*Exercise instructions*:
From the records below, print exactly the lines starting at the one containing "bbox: clear pale" and ending at the one containing "bbox: tread-patterned tire", ends included, and nothing else.

*** Data to process ***

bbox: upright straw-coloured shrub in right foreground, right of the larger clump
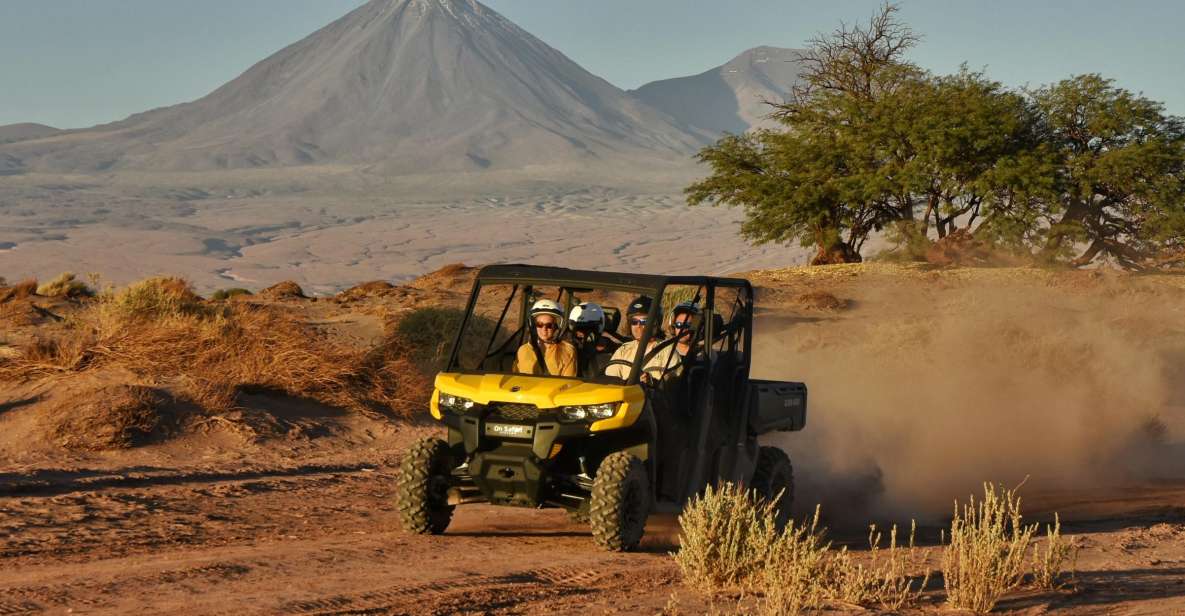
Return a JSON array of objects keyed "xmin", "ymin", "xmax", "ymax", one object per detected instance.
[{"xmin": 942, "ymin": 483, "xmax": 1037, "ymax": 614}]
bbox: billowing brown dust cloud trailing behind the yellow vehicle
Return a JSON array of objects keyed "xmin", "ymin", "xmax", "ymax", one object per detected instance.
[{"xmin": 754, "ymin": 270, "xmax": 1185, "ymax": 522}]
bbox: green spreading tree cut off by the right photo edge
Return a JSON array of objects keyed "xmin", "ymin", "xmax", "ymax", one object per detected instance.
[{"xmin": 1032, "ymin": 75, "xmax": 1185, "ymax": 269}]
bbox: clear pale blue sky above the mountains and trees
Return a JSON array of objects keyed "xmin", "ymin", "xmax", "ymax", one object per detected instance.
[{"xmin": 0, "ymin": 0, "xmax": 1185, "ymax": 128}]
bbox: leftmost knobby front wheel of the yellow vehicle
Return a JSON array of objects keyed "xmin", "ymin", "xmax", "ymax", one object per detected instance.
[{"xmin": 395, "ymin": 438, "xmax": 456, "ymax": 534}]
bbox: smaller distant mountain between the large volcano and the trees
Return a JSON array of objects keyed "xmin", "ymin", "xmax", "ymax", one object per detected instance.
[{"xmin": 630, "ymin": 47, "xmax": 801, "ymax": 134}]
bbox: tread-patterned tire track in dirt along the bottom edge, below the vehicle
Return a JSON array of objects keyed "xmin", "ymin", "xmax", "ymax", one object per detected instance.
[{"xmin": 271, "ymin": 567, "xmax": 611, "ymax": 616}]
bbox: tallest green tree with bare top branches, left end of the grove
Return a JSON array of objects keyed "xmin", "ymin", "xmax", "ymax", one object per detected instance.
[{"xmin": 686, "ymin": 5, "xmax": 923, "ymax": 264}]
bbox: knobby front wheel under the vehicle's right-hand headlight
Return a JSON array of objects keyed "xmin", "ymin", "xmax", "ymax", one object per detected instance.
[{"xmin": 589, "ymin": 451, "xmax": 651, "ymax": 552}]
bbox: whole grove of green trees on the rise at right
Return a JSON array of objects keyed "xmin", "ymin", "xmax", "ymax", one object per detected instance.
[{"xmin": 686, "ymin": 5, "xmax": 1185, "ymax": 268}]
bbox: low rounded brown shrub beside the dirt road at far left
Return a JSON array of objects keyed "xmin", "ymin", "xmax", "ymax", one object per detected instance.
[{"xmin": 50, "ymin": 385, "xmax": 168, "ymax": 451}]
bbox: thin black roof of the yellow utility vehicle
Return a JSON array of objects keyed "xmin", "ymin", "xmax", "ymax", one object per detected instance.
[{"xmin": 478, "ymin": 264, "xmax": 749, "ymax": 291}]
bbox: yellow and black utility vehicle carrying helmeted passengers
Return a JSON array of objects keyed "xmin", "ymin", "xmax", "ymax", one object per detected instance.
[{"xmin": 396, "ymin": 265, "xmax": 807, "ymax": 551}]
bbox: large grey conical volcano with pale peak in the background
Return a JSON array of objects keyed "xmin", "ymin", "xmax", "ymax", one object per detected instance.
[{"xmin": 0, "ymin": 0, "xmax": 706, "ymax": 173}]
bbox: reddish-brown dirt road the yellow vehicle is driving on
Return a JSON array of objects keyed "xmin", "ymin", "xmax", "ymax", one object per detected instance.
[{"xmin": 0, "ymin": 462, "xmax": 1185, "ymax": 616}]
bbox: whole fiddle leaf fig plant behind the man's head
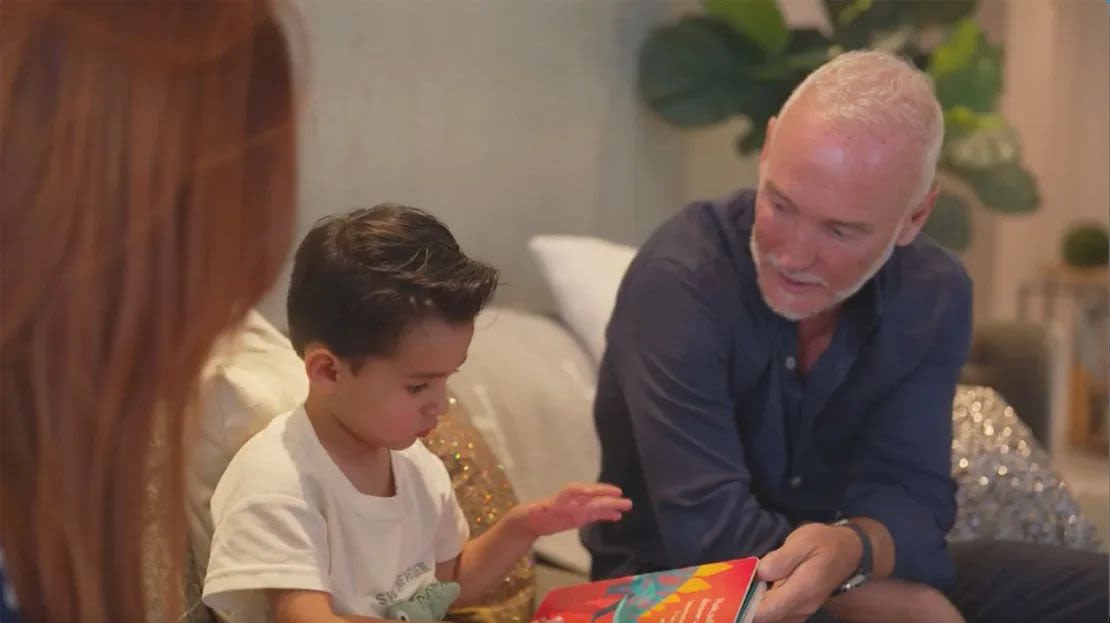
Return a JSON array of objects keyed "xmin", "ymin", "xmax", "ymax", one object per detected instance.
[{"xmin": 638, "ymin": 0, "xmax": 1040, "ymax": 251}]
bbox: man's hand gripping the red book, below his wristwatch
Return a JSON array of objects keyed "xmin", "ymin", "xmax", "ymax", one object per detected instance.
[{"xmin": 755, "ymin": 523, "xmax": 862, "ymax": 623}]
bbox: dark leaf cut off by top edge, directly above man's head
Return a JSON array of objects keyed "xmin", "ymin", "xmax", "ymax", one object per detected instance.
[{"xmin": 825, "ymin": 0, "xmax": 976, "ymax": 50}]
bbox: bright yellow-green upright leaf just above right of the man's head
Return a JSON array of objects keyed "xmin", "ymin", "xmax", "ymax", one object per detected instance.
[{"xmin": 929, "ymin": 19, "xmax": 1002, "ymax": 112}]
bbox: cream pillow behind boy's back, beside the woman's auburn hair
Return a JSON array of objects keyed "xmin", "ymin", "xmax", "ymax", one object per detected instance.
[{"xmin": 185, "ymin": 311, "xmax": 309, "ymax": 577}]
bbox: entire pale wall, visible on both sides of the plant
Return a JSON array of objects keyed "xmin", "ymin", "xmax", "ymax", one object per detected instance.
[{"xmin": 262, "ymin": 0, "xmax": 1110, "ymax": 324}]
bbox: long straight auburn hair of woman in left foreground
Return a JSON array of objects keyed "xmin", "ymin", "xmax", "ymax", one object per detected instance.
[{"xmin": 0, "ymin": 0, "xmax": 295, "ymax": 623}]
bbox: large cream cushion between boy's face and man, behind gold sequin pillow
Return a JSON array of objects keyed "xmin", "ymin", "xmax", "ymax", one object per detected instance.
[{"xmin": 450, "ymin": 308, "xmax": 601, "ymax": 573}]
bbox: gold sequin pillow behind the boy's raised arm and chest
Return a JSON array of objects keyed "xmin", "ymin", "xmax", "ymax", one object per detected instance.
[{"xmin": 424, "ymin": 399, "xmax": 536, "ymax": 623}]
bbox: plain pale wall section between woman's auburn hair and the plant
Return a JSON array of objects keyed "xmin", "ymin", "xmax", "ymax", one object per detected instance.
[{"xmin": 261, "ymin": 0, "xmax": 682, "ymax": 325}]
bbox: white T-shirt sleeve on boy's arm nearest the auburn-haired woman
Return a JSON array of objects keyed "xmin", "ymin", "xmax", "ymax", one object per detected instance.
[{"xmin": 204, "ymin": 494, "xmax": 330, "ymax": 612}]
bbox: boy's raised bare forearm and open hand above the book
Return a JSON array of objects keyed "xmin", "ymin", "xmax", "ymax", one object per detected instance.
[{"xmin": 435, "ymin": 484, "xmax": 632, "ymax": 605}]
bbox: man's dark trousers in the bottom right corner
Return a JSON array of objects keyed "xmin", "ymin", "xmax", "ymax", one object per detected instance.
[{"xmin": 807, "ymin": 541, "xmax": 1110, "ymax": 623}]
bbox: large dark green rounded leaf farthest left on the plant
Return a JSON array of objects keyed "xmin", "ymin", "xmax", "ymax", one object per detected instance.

*** End of Data to process ***
*** Data to process ***

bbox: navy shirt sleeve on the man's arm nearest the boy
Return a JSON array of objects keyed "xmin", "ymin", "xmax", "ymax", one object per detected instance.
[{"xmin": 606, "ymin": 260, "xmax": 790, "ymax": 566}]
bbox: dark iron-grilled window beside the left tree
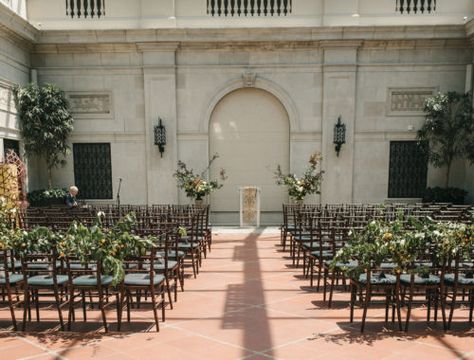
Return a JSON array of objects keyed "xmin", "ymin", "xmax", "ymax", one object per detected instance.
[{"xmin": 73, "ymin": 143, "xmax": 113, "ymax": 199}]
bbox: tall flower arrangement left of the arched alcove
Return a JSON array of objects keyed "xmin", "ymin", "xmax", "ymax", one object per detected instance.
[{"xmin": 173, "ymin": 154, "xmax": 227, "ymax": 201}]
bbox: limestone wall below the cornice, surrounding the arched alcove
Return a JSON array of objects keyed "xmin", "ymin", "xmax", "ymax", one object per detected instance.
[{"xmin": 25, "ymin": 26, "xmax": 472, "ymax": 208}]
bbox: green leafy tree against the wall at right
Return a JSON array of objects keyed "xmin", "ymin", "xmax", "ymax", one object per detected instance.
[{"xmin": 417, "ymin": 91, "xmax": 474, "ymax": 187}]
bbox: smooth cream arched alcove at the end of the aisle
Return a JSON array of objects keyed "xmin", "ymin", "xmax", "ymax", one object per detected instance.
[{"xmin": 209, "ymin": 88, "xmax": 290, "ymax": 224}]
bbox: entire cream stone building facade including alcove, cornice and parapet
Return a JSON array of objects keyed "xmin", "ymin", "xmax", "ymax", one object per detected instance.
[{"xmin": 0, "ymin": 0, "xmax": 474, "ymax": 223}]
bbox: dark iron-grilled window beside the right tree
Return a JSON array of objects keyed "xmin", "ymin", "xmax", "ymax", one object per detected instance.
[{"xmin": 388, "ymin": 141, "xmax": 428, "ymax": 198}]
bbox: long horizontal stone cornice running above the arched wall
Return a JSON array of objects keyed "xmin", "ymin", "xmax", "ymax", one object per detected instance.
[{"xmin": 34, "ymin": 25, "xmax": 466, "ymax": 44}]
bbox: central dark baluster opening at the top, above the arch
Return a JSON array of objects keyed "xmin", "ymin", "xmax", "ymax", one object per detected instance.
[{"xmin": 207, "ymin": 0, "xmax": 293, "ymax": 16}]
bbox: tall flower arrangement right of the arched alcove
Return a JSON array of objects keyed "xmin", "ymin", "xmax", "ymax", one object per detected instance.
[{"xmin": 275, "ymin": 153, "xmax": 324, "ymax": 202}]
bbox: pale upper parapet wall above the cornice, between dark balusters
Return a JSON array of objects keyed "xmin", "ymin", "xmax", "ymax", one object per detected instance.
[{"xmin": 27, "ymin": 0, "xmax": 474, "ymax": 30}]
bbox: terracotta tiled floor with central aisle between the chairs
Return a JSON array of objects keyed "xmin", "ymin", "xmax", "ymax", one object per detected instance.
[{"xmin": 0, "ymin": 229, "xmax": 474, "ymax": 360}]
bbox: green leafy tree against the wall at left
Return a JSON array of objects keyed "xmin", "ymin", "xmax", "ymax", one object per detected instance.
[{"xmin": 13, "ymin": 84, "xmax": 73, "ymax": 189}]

*** End of Data to process ***
*** Data to process ***

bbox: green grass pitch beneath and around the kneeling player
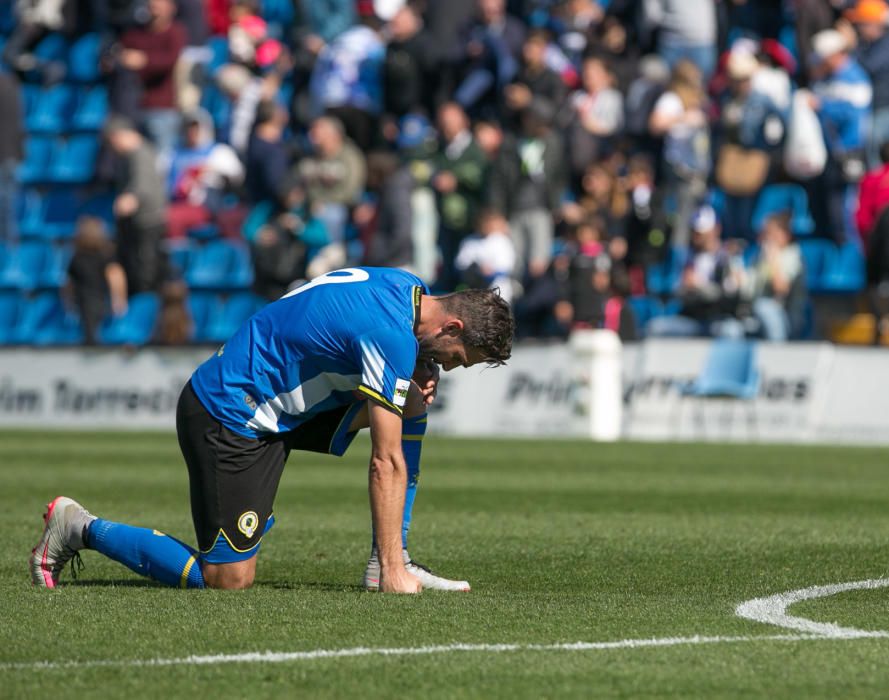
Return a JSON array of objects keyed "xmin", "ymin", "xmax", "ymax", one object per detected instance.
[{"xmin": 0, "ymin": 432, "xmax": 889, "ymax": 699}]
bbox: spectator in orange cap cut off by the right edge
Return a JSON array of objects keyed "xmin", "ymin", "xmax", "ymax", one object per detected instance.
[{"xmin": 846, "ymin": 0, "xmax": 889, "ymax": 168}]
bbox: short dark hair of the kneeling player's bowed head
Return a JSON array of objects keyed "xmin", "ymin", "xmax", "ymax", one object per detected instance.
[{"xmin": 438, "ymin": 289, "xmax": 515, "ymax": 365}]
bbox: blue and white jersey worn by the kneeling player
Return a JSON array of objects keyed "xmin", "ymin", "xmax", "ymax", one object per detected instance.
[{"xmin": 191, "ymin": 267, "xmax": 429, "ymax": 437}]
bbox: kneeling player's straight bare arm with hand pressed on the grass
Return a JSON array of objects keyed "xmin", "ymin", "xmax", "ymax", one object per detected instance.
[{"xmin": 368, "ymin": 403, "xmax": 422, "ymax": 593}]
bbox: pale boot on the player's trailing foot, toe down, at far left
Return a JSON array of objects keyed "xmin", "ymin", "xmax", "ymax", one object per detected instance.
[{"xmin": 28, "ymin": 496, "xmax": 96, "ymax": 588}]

*** End of Data to process ***

*The answer*:
bbox: clear pale blue sky above the mountains and trees
Return a JSON array of objects keyed "xmin", "ymin", "xmax", "ymax", one object per detected instance.
[{"xmin": 0, "ymin": 0, "xmax": 1185, "ymax": 128}]
bbox: leftmost knobby front wheel of the yellow vehicle
Return a JSON array of objects keyed "xmin", "ymin", "xmax", "ymax", one object per detected instance.
[{"xmin": 395, "ymin": 438, "xmax": 456, "ymax": 534}]
bbox: smaller distant mountain between the large volcano and the trees
Return a JSON array of objects keyed "xmin", "ymin", "xmax", "ymax", one object per detected instance.
[{"xmin": 630, "ymin": 47, "xmax": 801, "ymax": 134}]
bbox: tread-patterned tire track in dirt along the bottom edge, below the vehicle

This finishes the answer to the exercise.